# [Exercise]
Reproduce every one of the entries below, character for character.

** Opening Dataset block **

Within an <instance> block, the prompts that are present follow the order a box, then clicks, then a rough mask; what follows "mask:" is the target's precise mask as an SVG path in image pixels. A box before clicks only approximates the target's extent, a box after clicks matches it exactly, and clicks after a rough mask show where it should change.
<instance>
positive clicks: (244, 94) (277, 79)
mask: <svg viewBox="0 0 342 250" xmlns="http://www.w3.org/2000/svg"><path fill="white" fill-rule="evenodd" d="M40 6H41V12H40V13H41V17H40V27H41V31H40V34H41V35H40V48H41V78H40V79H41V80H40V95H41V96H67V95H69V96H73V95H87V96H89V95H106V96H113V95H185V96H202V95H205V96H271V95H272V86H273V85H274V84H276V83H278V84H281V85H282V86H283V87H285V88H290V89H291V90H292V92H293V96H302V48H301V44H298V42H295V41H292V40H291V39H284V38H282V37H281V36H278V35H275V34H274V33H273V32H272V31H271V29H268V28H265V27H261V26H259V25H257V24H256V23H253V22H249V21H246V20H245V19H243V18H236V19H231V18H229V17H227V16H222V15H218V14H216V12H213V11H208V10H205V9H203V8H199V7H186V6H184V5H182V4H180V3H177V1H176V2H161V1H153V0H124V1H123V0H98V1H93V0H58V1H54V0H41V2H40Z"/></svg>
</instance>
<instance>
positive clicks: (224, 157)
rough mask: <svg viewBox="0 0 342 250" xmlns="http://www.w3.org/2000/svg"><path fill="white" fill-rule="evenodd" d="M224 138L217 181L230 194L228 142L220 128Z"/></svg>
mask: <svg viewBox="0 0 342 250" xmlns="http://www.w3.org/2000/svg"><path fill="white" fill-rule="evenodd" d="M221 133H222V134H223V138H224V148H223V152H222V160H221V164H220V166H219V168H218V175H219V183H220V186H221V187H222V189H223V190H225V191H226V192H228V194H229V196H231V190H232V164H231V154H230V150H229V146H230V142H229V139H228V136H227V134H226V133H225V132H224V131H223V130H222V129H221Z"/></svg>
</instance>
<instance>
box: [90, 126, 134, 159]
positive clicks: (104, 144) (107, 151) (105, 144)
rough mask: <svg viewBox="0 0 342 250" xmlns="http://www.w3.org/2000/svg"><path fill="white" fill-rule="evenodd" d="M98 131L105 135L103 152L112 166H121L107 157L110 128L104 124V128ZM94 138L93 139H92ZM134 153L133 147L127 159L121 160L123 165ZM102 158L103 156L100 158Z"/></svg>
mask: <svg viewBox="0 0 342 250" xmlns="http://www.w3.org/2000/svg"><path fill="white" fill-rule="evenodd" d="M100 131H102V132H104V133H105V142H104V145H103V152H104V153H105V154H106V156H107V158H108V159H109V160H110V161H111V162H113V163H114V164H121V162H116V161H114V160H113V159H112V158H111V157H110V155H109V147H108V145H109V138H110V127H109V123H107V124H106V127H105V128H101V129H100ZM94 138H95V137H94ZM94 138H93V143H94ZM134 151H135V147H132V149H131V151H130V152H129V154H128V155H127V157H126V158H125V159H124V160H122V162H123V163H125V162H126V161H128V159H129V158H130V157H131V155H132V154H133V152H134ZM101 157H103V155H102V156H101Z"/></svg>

** Closing Dataset block **

# [The answer]
Within an <instance> block, the prompts that are present follow the order a box, then clicks, then a rough mask; what follows "mask:" is the target's precise mask as an SVG path in image pixels. A box before clicks only approximates the target's extent, a box after clicks matches it exactly, and clicks after a rough mask show where it should change.
<instance>
positive clicks: (244, 94) (277, 79)
mask: <svg viewBox="0 0 342 250" xmlns="http://www.w3.org/2000/svg"><path fill="white" fill-rule="evenodd" d="M40 6H41V12H40V13H41V17H40V27H41V31H40V34H41V35H40V48H41V78H40V79H41V80H40V95H41V96H67V95H69V96H73V95H87V96H89V95H106V96H113V95H185V96H202V95H205V96H271V95H272V86H273V85H274V84H276V83H278V84H281V85H282V86H283V87H285V88H290V89H291V90H292V92H293V96H302V48H301V44H298V42H295V41H292V40H291V39H284V38H282V37H281V36H278V35H275V34H274V33H273V32H272V31H271V29H268V28H265V27H261V26H259V25H257V24H256V23H253V22H249V21H246V20H245V19H243V18H236V19H231V18H229V17H227V16H222V15H218V14H216V12H213V11H208V10H205V9H203V8H199V7H186V6H184V5H182V4H180V3H177V1H176V2H161V1H153V0H124V1H123V0H98V1H93V0H58V1H54V0H41V2H40Z"/></svg>
</instance>
<instance>
positive clicks: (224, 157)
rough mask: <svg viewBox="0 0 342 250" xmlns="http://www.w3.org/2000/svg"><path fill="white" fill-rule="evenodd" d="M224 138L217 181L230 194L228 142L220 128Z"/></svg>
mask: <svg viewBox="0 0 342 250" xmlns="http://www.w3.org/2000/svg"><path fill="white" fill-rule="evenodd" d="M221 133H222V134H223V138H224V148H223V152H222V160H221V164H220V166H219V168H218V175H219V183H220V186H221V187H222V189H223V190H225V191H226V192H228V194H229V196H231V190H232V164H231V154H230V150H229V146H230V142H229V139H228V136H227V134H226V133H225V132H224V131H223V130H222V129H221Z"/></svg>
</instance>
<instance>
box: [90, 126, 134, 159]
positive clicks: (104, 144) (107, 151) (105, 144)
rough mask: <svg viewBox="0 0 342 250" xmlns="http://www.w3.org/2000/svg"><path fill="white" fill-rule="evenodd" d="M98 131L105 135L103 152L112 166H121L107 157L110 128L104 124V128ZM94 138L93 139H92ZM134 153L133 147L127 159L121 160L123 165ZM102 158L103 156L100 158Z"/></svg>
mask: <svg viewBox="0 0 342 250" xmlns="http://www.w3.org/2000/svg"><path fill="white" fill-rule="evenodd" d="M100 131H102V132H104V133H105V142H104V145H103V152H104V153H105V154H106V156H107V158H108V159H109V160H110V161H111V162H113V163H114V164H121V162H116V161H114V160H113V159H112V158H111V157H110V155H109V147H108V145H109V138H110V127H109V123H107V124H106V127H105V128H101V129H100ZM94 138H95V137H94ZM94 138H93V143H94ZM134 151H135V147H132V149H131V151H130V152H129V154H128V155H127V157H126V158H125V159H124V160H122V162H123V163H125V162H126V161H128V159H129V158H130V157H131V155H132V154H133V152H134ZM101 157H103V155H102V156H101Z"/></svg>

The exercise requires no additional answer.